** Reading text **

──────

Schools are also organizations that are always seeking to improve. “Quality” is a difficult concept to define, but there is a large industry that is dedicated to helping organizations improve the quality of their work and “continuous improvement” is a goal that articulated in the mission and vision statements of many schools and educational organizations.
Because schools are multifaceted and can be understood from different perspectives, the goal of “continuous improvement” is extraordinarily difficult to achieve. In 1973, planning scholars, Horst Rittel and Melvin Weber, differentiated tame problems from wicked problems. Tame problems are definable, understandable, and consensual; we know their cause, how to solve them, and we agree they should be solved. Wicked problems are ill-defined, there is no clear path to solution, and there may not even be agreement the problem exists.
A key characteristic defining wicked problems is that it (and its solutions) is judged differently depending on one’s perspective. This can lead to multiple judgements about a problem or solution that are contradictory, but logical and supported by reasonable evidence. Rittel and Webber concluded, “what satisfies one may be abhorrent to another, [and] what comprise problem-solution for one is problem-generation for another,” and that in this situation, “there is no gain saying which group is right and which should have its end served” (1973, p. 169). Consider the dilemma facing schools: There is sufficient evidence to support later start times for high school students. There is biological and psychological evidence that their brains and bodies have sleep patterns that differ from those of adults, but attempts to adjust schedules to allow later start times are prevented by various “problems” which have nothing to do with learning and everything to do with inconveniencing adults..

──────

** Data excerpts **
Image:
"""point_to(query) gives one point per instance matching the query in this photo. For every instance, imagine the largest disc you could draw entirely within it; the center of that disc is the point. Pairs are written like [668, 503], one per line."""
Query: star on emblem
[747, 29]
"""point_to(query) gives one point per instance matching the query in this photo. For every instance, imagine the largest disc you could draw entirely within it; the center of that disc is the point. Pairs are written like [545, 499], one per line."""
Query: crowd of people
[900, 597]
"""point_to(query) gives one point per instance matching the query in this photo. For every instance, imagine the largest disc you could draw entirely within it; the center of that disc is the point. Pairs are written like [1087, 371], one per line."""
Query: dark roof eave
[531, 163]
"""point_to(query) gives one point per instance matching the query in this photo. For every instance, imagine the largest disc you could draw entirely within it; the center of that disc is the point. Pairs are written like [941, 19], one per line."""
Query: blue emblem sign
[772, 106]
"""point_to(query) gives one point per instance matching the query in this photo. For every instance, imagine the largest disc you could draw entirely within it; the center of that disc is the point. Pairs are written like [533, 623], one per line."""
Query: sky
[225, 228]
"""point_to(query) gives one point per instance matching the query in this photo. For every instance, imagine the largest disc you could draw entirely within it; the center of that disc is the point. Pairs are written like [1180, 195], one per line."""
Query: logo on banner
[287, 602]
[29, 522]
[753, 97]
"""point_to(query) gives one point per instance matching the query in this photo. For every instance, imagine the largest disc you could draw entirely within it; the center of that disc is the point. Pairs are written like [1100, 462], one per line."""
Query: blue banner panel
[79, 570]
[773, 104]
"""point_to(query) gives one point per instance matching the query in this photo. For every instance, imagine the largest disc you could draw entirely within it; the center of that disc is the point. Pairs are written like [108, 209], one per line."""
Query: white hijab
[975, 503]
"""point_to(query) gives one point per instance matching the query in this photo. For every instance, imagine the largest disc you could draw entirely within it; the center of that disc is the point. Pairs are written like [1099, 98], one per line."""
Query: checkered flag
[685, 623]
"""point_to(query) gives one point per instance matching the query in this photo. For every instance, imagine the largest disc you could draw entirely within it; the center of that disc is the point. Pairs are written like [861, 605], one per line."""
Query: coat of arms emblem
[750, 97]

──────

** Directions **
1) List the three adjectives that the passage on school improvement uses to describe tame problems.
2) Continue the passage on school improvement from its last sentence.
The lines play no part in what comes next.

** Responses in order **
1) definable, understandable, consensual

2)
It would seem that educators and other stakeholders who adopt the same perspective would have less difficulty in defining and solving problems and reaching consensus regarding improvements. Despite our best attempts at empathy, no individual (or group of) stakeholder(s) can adopt another’s perspective with clarity, We all hold our version of “improvement” is the “correct” one, and it probably is–for us. The challenge for leaders is to ensure all groups have a chance for school to be improved from their perspective.
Rittel, H., & Webber, M. (1973). “Dilemmas in a general theory of planning.” Policy Sciences, 4(2): 155-169.